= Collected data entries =
-*-*-

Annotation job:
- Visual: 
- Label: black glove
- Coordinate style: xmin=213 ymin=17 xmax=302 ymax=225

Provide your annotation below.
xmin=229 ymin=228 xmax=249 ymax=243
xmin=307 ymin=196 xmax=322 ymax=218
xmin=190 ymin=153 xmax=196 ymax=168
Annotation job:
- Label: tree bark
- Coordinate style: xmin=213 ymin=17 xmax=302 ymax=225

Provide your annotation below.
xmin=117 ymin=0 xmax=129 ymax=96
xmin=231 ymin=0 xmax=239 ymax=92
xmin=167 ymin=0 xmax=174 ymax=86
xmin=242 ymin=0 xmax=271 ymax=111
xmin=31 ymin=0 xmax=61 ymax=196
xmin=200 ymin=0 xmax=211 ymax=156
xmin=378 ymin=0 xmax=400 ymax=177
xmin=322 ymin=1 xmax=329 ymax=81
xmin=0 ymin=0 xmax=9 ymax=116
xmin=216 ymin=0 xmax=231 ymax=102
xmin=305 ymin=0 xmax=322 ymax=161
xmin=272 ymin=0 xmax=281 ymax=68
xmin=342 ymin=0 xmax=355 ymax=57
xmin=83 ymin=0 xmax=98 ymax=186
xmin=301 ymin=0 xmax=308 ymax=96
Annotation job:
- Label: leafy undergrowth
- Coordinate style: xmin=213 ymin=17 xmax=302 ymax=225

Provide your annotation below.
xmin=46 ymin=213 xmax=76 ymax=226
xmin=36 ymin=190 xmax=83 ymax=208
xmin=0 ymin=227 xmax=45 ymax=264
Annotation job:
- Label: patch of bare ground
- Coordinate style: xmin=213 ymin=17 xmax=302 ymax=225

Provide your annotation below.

-*-*-

= AIM =
Rewrite the material from its first line through the line containing "xmin=190 ymin=153 xmax=196 ymax=168", including that line and the requests. Shift every bounding-box coordinate in the answers up by 30, and leave the coordinates in the requests' format samples unchanged.

= TASK ANSWER =
Annotation job:
- Visual: 
- Label: black glove
- Coordinate style: xmin=213 ymin=17 xmax=302 ymax=225

Provide your annotation below.
xmin=259 ymin=258 xmax=279 ymax=273
xmin=337 ymin=226 xmax=352 ymax=248
xmin=220 ymin=183 xmax=226 ymax=198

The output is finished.